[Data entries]
————————

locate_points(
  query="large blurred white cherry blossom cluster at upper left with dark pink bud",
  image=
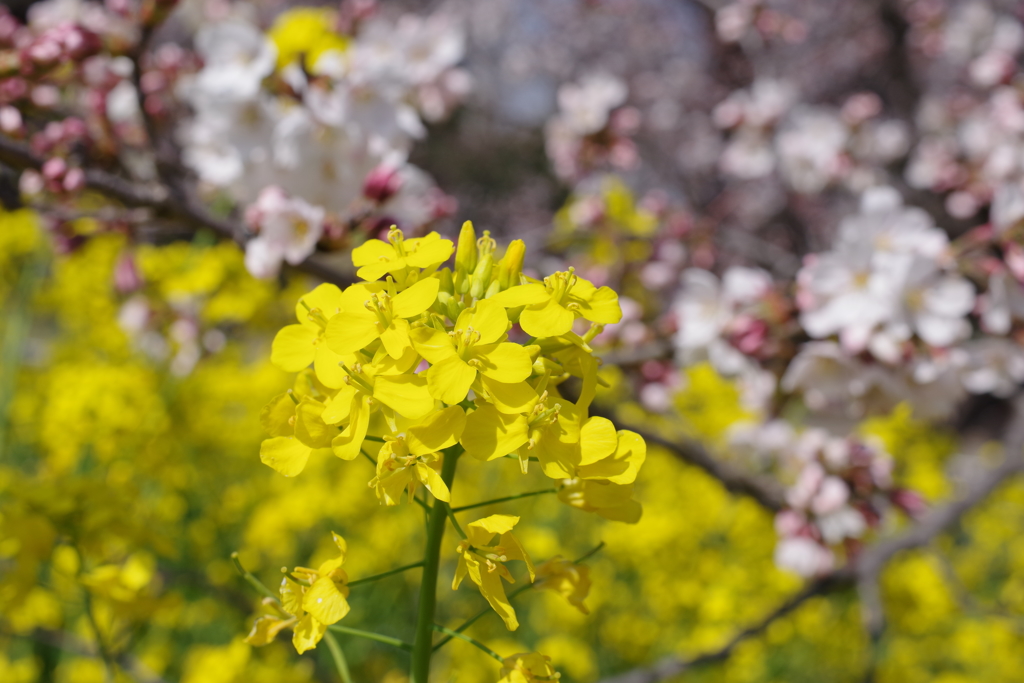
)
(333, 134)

————————

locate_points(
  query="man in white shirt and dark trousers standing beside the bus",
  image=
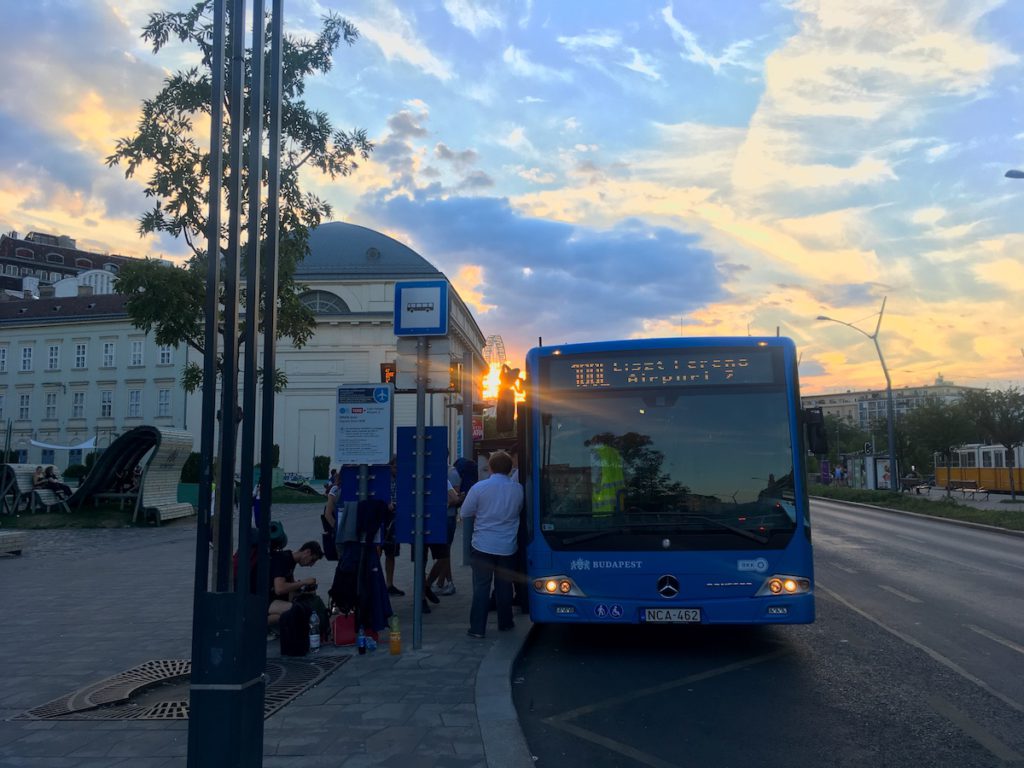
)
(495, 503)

————————

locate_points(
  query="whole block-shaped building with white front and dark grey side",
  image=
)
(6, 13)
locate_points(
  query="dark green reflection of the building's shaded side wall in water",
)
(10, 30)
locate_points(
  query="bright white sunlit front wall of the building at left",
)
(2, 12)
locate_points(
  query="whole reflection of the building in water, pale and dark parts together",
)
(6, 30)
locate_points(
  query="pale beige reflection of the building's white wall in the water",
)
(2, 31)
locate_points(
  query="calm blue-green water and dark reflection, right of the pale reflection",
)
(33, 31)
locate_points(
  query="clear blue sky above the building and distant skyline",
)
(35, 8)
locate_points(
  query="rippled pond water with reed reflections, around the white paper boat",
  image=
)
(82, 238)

————————

Assigned task → Go over the data above and copy every line that has the word "left" in it.

Solution to this problem →
  query="large blurred white cherry blossom cluster at upper left with dark pink bud",
  query="bright white sunlit front wall of the building at left",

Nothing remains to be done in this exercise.